Location labeling records
--------------------

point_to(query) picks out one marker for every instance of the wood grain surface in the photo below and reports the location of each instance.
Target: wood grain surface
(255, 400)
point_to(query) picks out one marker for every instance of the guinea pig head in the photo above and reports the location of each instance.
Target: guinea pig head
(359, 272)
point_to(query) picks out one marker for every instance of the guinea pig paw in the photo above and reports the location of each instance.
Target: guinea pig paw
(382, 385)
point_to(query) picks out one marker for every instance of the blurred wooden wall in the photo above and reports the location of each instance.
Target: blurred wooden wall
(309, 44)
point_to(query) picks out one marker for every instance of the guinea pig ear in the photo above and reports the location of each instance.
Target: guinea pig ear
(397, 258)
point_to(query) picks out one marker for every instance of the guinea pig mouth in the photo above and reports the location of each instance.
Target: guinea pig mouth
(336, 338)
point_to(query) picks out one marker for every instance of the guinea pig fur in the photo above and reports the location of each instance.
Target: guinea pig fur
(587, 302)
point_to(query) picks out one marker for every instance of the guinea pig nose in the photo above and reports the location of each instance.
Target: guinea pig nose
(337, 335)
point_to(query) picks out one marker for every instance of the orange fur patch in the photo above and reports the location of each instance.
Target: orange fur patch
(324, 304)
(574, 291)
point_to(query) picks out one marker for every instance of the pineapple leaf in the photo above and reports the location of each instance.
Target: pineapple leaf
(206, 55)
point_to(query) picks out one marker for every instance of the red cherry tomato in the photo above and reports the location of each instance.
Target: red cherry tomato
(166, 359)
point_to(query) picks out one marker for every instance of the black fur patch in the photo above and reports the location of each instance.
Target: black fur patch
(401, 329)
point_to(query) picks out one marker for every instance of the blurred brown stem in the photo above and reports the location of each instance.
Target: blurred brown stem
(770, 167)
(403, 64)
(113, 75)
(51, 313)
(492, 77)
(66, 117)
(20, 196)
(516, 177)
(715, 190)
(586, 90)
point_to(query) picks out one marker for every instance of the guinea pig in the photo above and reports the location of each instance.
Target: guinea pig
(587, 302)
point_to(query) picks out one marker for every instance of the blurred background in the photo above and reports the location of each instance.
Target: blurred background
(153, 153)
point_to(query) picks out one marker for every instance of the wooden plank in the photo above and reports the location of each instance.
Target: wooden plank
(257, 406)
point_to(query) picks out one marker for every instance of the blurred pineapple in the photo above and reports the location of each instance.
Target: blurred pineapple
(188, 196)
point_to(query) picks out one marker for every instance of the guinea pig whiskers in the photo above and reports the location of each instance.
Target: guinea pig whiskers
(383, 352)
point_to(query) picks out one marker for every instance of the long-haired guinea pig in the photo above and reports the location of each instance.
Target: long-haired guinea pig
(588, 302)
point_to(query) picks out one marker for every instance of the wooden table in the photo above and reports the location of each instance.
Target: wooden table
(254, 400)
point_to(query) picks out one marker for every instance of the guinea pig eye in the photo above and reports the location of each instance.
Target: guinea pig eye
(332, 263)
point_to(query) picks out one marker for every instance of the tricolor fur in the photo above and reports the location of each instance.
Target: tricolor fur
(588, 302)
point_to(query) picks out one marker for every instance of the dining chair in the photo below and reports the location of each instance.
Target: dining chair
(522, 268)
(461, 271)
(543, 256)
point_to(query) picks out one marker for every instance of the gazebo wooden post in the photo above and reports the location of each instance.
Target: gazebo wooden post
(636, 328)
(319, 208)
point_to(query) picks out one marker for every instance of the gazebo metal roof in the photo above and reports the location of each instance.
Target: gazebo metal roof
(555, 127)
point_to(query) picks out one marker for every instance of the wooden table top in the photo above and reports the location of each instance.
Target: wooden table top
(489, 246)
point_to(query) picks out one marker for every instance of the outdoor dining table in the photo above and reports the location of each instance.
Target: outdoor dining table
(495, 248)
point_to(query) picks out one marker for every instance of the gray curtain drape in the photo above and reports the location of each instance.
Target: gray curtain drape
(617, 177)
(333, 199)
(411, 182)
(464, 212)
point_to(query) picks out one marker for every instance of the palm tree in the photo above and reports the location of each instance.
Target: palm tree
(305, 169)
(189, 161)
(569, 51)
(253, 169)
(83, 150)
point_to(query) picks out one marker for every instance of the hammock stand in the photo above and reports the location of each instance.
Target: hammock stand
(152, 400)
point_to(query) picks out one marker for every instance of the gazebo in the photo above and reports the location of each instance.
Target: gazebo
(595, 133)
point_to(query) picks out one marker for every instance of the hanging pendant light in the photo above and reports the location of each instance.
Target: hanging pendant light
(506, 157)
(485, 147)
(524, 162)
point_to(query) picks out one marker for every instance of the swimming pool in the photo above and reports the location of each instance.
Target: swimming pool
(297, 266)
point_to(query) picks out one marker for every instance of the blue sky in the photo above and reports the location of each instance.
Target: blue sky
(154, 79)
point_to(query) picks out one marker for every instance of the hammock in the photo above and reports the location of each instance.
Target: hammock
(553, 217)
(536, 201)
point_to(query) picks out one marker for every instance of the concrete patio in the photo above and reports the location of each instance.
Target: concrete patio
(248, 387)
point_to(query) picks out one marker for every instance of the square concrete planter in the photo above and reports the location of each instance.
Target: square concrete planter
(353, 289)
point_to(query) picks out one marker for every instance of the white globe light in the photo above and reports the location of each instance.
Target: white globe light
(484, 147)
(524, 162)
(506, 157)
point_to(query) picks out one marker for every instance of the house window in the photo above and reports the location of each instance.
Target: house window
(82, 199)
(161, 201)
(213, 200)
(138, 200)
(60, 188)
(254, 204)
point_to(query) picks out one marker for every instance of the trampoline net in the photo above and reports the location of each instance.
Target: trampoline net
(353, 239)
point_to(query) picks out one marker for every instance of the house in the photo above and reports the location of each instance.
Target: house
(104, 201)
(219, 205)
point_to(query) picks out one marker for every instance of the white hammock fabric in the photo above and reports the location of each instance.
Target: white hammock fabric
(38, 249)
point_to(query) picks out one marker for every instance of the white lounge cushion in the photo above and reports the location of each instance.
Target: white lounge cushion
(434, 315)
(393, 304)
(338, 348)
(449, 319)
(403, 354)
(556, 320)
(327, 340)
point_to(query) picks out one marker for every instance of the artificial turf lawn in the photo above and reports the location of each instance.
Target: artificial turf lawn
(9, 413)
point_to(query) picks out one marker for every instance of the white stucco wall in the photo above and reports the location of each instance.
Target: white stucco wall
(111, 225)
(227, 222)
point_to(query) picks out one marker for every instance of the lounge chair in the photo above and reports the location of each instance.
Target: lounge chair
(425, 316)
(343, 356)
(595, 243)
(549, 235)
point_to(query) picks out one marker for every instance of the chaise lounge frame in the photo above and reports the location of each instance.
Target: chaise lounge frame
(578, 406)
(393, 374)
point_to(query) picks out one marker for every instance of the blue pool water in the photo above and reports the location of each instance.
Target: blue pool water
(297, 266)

--------------------

Reproduce only those lines of the entries above that run from the line with "the white lounge" to the final line.

SOLUTION FOR THIS TASK
point_to(query) picks out one marker for every instance of the white lounge cushion in the photo above and reports the location of each instance.
Target: white lounge cushion
(434, 315)
(393, 304)
(338, 348)
(449, 319)
(403, 354)
(556, 320)
(327, 340)
point_to(query) picks out one marker for every instance of the artificial turf lawn in the photo above and reports the location of each instance.
Target: artificial turf lawn
(9, 413)
point_to(query) picks out one marker for every instance of the white stucco wall in the photo above and reports the location of each instance.
Target: white stucco wall
(111, 225)
(227, 222)
point_to(query) picks out one marker for every instance of the lounge chair in the photo above and reports the location of each instance.
Target: lounge chair
(425, 316)
(343, 356)
(595, 243)
(549, 235)
point_to(query) picks out one marker for every instance of the chaise lounge frame in the photo above and reports the location of each instance.
Target: chaise lounge frame
(578, 406)
(393, 374)
point_to(query) picks out one marker for every instance of the blue pool water in the photo above and reports the location of each instance.
Target: blue pool water
(297, 266)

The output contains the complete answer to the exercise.